Doze Passas

[Desmultiplicam-se os apoios, vindos de todo o mundo, para com as vítimas do Tsunami que atingiu em finais de Dezembro a Ásia. O número de vítimas calculadas sobe para uns incríveis 200000 (duzentos mil!!!). Portugal anuncia a retirada de seus soldados do Iraque. Assina-se o acordo de Cooperação Económica entre Portugal e China. Assinatura do Tratado de Amizade e Cooperação entre Portugal e Argélia. Terremoto de 4,1 graus na escala Richter na região sul de Portugal.

[Data da primeira publicação: 14 de Janeiro de 2005]

Doze Passas
Querida mana,

Ultimamente, por uma qualquer razão ainda não consciencializada, tenho cedido ao impulso de indicar-te o dia em que me sento para escrever-te. Deve tratar-se de uma insondável necessidade de marcar a ferros, a fogo e a vontade de persistir a minha passagem pelo tempo dos nossos dias. Penso que todos os homens, ao menos uma vez na vida, sofrem de tal necessidade. Acomete-nos a dita quando nos apercebemos, com clarividência, da efemeridade de passarmos por este mundo. Hoje é dia 1 de Janeiro de 2005. O dia, só por si, pelo mundo de simbologias que carrega consigo dava assunto para uns quantos mails, teses de mestrado, doutoramento, dissertações diversas. A mim, serve-me, apenas, para usufruir da bruma de paz que envolve as árvores lá fora, para deixar passar o tempo sorvendo a tranquilidade do momento que, infelizmente, não é para todos os humanos, longe disso.

....................

▶ _Detalhes da tarefa_: Transcreva um trecho do texto citado, começando nas palavras que contêm "[Desmultiplicam-se os apoios, vindos" e parando depois de "sul de Portugal.".

Entradas de um conjunto de dados de apontamento

....................

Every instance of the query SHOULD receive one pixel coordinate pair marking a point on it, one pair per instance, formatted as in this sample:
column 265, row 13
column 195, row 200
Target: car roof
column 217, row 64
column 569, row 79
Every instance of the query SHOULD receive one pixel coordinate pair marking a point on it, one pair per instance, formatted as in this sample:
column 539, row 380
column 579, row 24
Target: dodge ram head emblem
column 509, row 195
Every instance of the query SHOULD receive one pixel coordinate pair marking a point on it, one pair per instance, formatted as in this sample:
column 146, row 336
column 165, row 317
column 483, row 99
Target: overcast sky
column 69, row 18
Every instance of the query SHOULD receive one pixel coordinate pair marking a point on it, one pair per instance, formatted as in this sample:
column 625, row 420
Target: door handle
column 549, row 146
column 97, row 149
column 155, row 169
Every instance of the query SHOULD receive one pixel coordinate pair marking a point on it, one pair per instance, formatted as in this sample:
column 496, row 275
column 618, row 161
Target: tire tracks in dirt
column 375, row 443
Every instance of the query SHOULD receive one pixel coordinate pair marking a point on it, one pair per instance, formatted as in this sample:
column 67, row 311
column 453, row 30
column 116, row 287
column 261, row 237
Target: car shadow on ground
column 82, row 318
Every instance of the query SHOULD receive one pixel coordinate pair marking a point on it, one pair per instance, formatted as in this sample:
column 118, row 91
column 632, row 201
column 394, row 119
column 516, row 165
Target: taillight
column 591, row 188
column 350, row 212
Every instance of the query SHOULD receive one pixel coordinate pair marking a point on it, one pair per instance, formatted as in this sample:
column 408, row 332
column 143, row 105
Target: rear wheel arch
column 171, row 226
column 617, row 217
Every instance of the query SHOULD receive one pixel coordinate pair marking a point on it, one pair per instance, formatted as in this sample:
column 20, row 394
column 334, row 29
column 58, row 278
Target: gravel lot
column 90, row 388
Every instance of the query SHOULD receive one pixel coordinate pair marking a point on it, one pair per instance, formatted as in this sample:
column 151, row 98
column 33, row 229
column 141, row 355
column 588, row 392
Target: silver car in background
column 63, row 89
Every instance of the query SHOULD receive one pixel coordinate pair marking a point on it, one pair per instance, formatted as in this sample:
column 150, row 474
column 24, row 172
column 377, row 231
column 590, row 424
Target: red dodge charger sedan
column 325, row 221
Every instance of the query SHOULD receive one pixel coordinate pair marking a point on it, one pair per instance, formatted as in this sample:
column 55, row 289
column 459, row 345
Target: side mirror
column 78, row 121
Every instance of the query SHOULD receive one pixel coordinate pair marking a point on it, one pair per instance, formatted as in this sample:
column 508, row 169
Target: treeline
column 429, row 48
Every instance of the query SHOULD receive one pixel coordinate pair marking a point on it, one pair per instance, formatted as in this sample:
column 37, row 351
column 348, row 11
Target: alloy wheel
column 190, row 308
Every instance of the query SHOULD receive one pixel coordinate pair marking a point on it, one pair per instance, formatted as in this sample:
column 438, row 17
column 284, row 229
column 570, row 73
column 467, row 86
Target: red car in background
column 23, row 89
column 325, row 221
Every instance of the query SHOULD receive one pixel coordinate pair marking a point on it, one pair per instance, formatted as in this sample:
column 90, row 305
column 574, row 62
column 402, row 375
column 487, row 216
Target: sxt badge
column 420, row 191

....................

▶ _Resposta escrita_:
[Desmultiplicam-se os apoios, vindos de todo o mundo, para com as vítimas do Tsunami que atingiu em finais de Dezembro a Ásia. O número de vítimas calculadas sobe para uns incríveis 200000 (duzentos mil!!!). Portugal anuncia a retirada de seus soldados do Iraque. Assina-se o acordo de Cooperação Económica entre Portugal e China. Assinatura do Tratado de Amizade e Cooperação entre Portugal e Argélia. Terremoto de 4,1 graus na escala Richter na região sul de Portugal.